• [Study text]:
[Start of section]

Insulin is stored in the β-cells of the pancreas in the form of zinc-containing crystals. Zinc is not only present in the structure of insulin, but also has a critical effect on its biological activity. The insulin-like properties of zinc are evidenced, among other things, by the fact that glycemic control in diabetics and animals has been maintained by zinc supplementation. Zinc influences the process of glucose transport into the cell by cooperating with the enzyme insulin-responsive aminopeptidase (IRAP), which is expressed in muscle and adipose tissue. IRAP is essential for the proper function of the glucose transporter GLUT-4.

Zinc vs. neuropeptide Y and leptin

These two hormones are heavily involved in the regulation of appetite. Zinc affects both.

Loss of appetite and impaired taste perception are some of the most characteristic signs of zinc deficiency. This deficiency can even predispose to the development of anorexia nervosa. Increasing the amount of zinc in the diet with the help of supplementation, among other things, is one of the elements supporting recovery and weight gain. Underlying such an effect is most likely an effect on neuropeptide Y, more specifically, its reduced secretion, impaired conversion to the active form and impaired signaling.

On the other hand, we have a link between zinc and leptin, a hormone known for triggering feelings of satiety, among other things. The study noted that zinc deficiency critically inhibits leptin secretion from adipose tissue, and IL-2 and TNF-α levels showed a significant decrease in parallel to the inhibited leptin levels. It was observed that subjects in the study showed a significant increase in leptin secretion after zinc supplementation, as well as a significant increase in IL-2 and TNF-α concentrations. Zinc deficiency by decreasing leptin secretion and inducing leptin resistance may predispose to obesity.

Zinc and melatonin

The relationship between zinc and melatonin is very cordial; they help each other. Melatonin facilitates the absorption of zinc in the gastrointestinal tract, while zinc helps the pineal gland produce melatonin. In experiments on rodents, it was noted that simply manipulating the availability of melatonin had a significant effect on the amount of zinc in the body.

Zinc is involved in the synthesis of serotonin, which is the "happiness hormone," but also a precursor to melatonin production. Practical experiments confirmed that zinc supplementation increased the rate of melatonin synthesis in the pineal gland, while zinc deficiency leads to a decrease in the production of this "sleep hormone."

[End of section]

Stored data entries

[Start of section]

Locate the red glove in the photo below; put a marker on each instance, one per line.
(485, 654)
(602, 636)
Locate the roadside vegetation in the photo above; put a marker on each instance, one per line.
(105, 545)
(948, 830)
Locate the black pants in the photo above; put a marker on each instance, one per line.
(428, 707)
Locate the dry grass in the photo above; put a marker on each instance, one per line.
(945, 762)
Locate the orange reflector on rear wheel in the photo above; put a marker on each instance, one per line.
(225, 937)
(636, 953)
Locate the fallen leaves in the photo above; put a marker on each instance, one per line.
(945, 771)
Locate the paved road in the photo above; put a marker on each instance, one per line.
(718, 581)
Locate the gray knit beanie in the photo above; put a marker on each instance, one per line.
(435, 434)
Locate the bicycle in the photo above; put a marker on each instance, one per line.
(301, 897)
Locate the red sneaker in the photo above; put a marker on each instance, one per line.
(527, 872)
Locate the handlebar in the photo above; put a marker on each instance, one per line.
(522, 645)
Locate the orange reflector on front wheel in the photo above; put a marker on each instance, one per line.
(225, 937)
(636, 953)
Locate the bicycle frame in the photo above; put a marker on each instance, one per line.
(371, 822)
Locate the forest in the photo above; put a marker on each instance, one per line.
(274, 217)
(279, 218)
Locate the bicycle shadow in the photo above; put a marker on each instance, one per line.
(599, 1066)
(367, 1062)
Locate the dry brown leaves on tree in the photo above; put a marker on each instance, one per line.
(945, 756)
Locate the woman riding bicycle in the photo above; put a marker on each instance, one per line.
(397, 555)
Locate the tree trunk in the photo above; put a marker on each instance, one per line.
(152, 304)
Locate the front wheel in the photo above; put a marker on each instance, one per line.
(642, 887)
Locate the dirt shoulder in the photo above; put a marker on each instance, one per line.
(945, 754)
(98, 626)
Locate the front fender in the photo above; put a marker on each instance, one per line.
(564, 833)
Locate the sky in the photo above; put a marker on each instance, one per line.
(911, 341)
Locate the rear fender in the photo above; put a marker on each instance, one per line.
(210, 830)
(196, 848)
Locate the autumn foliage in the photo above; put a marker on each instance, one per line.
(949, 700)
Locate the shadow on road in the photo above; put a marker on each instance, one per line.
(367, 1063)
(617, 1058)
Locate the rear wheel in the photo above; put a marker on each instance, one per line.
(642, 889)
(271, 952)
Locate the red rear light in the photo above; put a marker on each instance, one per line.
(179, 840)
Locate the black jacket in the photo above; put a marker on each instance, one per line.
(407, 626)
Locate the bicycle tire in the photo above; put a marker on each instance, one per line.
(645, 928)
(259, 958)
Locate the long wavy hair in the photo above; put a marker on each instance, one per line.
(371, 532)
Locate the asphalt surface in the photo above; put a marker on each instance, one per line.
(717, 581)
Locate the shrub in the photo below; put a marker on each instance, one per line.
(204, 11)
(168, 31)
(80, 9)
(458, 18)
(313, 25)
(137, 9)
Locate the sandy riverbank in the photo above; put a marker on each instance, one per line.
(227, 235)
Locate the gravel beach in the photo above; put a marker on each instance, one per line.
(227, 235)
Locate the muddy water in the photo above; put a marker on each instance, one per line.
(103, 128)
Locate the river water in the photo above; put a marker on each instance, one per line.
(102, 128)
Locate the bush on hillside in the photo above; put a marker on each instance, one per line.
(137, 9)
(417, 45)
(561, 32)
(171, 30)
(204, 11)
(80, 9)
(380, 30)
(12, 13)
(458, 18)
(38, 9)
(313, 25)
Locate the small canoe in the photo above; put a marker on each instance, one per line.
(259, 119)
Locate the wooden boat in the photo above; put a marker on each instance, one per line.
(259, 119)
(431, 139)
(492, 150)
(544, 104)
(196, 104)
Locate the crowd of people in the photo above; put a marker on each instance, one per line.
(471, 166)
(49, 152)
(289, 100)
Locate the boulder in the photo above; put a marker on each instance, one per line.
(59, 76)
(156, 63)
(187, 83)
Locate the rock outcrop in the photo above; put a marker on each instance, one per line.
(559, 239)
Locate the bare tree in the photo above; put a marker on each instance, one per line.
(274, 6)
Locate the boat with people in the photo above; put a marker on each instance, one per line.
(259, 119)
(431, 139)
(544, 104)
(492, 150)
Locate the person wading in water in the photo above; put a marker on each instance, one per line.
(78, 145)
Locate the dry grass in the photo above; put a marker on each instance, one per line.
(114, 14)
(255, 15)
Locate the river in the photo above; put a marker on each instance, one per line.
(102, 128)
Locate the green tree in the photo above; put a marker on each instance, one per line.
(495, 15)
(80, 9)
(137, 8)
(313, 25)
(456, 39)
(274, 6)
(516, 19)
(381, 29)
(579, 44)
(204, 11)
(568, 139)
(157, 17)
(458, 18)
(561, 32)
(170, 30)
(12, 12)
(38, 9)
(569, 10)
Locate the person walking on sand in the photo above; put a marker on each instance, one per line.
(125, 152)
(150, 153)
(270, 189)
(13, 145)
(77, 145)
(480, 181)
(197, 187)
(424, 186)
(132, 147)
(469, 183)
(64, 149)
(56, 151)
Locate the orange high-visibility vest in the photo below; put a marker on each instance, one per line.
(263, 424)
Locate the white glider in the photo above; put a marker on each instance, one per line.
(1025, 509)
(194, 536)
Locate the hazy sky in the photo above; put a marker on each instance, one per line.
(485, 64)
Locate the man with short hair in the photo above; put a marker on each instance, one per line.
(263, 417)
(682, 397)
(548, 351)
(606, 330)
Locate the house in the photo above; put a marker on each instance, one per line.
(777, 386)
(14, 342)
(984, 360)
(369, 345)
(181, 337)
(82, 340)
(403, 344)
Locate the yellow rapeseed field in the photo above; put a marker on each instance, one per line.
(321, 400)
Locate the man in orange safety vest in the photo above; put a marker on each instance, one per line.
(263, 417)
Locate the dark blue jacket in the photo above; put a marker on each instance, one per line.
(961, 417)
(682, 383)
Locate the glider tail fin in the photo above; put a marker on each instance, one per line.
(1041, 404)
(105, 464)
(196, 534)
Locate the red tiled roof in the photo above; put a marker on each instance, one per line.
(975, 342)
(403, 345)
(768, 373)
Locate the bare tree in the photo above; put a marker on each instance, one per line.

[End of section]

• [What this exercise asks]:
1. Answer these questions from the zinc text:
(a) In what form is insulin stored in the β-cells of the pancreas?
(b) Which two levels decreased in parallel with inhibited leptin levels?
(c) What does melatonin facilitate in the gastrointestinal tract?
2. Extract the passage of the zinc text starting at "On the other" and ending at "predispose to obesity.".
3. List every substance that the zinc text calls a hormone.
The lines above come from a source separate from the zinc text.

• [Task-by-task answers]:
1.
(a) In the form of zinc-containing crystals.
(b) IL-2 and TNF-α levels.
(c) The absorption of zinc.

2.
On the other hand, we have a link between zinc and leptin, a hormone known for triggering feelings of satiety, among other things. The study noted that zinc deficiency critically inhibits leptin secretion from adipose tissue, and IL-2 and TNF-α levels showed a significant decrease in parallel to the inhibited leptin levels. It was observed that subjects in the study showed a significant increase in leptin secretion after zinc supplementation, as well as a significant increase in IL-2 and TNF-α concentrations. Zinc deficiency by decreasing leptin secretion and inducing leptin resistance may predispose to obesity.

3. Neuropeptide Y, leptin, serotonin, melatonin